*ÉNONCÉ DE L'EXERCICE*
Selon le texte sur le grand magasin Illum, depuis quelle année ce magasin marque-t-il de son empreinte le cœur commerçant de Copenhague ?

*EXTRAIT DU DOCUMENT*
━━━━━━━━━━━━━━━━
Les grands magasins n’ont pas de raison d’avoir peur du numérique ; au contraire, ils feraient mieux de l’accueillir à bras ouverts. Il importe toutefois de ne pas perdre les priorités de vue : luxe, émotion, divertissement et service doivent l’emporter sur le prix.
Le grand magasin Illum marque le cœur commerçant de Copenhague de son empreinte depuis 1891. Il y a quatre ans, la fringante vieille dame de 127 ans est tombée dans l’escarcelle du holding Central Group, qui est également propriétaire du grand magasin de luxe italien La Rinascente et détient une participation dans le groupe KaDeWe. Illum travaille actuellement sur son repositionnement stratégique, une opération qui s’accompagne d’un lifting en profondeur et de gros investissements.
« Nous sommes environ à mi-parcours même si, dans un grand magasin, les innovations sont une histoire sans fin », déclare la CEO Jeanette Aaen avec enthousiasme. Quoi qu’il en soit, l’orientation choisie est claire. « Avant de rejoindre Illum, j’ai travaillé pour Magasin du Nord. Ce grand magasin a une stratégie et un positionnement totalement différents : plus accessible, segment milieu de gamme, prix plus bas, marques maison… Illum opte en revanche résolument pour le grand luxe. »
Besoins émotionnels
On en veut pour preuve la présence de marques aussi prestigieuses que Prada, Valentino, Chloé, Céline, Rolex, Tiffany’s… Le department store souhaite en outre offrir une expérience extraordinaire à ses visiteurs, notamment à l’‘Illum Rooftop’ au dernier étage, avec ses restaurants et bars surplombés d’une magnifique verrière. Le sous-sol abrite quant à lui l’espace tendance ‘Illum Underground’, proposant de la street food dans un cadre urbain branché. Chaque étage a son look propre et baigne dans une ambiance différente. Le magasin est une attraction géante. Il a d’ailleurs été désigné par le magazine de voyage Travel and Leisure comme l’un des grands magasins les plus spectaculaires au monde. Le bâtiment proprement dit comporte une partie plus ancienne dominée par le marbre, alors que la partie plus récente datant des années septante affiche un style scandinave plus épuré. L’ensemble a été conçu par quelques-uns des meilleurs architectes du monde.
━━━━━━━━━━━━━━━━
(Quelques items)
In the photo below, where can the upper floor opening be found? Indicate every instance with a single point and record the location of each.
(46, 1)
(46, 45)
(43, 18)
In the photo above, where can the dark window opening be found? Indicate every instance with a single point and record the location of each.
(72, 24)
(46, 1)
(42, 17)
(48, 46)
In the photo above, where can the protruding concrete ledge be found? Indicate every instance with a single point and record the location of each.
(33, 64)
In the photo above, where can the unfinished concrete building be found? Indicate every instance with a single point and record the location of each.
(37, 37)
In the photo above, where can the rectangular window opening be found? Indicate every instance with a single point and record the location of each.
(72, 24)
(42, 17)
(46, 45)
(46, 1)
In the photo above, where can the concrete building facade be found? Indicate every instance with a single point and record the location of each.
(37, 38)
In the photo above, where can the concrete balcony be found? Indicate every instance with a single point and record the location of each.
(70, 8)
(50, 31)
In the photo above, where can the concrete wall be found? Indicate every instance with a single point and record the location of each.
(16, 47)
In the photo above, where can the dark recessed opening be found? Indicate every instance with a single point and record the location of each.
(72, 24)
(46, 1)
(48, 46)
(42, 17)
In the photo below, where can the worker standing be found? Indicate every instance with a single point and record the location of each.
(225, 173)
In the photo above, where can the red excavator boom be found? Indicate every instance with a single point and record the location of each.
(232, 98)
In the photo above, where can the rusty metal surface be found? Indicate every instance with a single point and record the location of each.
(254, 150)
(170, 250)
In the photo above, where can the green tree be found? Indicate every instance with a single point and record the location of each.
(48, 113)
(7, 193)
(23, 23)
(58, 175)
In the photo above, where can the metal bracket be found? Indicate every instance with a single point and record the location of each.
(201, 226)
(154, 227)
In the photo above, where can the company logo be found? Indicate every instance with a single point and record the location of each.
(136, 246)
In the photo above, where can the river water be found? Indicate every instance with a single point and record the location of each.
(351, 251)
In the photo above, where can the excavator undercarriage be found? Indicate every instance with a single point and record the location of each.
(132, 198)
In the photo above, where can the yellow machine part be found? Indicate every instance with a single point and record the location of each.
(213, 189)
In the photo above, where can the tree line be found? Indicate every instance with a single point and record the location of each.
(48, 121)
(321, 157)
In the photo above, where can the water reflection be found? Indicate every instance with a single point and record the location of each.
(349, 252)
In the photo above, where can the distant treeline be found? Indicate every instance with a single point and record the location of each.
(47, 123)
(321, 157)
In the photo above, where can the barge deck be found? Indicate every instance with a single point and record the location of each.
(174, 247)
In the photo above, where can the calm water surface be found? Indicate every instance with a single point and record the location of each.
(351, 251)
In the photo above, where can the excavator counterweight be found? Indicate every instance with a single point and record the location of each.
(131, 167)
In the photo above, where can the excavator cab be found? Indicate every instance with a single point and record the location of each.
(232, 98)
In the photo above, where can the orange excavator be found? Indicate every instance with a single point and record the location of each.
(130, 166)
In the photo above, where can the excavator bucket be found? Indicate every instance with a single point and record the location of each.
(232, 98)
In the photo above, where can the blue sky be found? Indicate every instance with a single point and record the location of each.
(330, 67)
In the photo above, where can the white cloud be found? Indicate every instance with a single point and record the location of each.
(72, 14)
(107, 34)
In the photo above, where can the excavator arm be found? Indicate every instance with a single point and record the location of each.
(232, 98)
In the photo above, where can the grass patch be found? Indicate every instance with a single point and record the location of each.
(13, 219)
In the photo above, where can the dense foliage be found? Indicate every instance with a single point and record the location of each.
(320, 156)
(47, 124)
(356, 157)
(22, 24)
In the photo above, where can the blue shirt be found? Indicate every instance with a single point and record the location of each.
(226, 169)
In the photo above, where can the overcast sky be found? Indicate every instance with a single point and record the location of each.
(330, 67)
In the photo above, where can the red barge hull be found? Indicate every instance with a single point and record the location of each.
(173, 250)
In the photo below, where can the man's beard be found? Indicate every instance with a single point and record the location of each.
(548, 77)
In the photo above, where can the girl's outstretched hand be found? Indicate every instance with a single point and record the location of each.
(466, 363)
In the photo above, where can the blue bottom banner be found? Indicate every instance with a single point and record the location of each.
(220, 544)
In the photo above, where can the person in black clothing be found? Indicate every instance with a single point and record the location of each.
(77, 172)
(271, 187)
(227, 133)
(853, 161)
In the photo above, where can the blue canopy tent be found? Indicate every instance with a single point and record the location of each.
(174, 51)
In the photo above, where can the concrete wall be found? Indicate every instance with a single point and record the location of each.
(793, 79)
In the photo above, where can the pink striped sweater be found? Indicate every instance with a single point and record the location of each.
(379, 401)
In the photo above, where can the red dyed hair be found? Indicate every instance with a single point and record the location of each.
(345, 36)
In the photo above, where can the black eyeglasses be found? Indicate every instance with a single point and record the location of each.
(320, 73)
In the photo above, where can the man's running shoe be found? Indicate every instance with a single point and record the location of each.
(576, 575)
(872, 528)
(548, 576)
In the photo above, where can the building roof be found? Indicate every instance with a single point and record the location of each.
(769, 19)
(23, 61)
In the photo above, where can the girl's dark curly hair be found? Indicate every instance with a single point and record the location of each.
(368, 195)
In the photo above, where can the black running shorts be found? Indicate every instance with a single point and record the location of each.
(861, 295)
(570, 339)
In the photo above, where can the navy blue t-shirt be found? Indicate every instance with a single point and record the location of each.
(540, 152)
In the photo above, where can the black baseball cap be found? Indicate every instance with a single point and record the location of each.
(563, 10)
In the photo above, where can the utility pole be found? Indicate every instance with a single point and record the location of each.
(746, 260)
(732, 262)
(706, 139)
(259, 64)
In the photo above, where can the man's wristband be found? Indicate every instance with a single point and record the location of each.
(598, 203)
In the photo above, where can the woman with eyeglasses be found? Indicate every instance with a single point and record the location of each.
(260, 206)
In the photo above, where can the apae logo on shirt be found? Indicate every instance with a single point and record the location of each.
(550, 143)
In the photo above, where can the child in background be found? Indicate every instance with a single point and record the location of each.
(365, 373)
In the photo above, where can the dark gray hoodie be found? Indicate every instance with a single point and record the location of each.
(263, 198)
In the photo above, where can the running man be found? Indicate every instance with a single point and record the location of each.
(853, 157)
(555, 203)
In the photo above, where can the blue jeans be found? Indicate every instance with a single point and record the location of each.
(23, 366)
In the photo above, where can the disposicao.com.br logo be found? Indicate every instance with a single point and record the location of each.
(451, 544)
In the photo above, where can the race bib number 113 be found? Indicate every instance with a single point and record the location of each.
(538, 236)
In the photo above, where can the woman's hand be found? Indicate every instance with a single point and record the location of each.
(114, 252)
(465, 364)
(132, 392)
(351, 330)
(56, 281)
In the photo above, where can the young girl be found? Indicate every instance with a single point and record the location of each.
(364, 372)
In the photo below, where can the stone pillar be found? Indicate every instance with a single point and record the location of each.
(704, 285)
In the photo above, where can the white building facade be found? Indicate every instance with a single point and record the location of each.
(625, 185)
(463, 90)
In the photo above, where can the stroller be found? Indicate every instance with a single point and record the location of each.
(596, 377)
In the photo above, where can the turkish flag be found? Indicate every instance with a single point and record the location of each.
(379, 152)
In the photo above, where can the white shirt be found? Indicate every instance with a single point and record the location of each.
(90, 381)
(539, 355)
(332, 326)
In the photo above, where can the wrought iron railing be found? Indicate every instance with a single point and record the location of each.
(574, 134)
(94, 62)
━━━━━━━━━━━━━━━━
*CORRIGÉ*
Depuis 1891.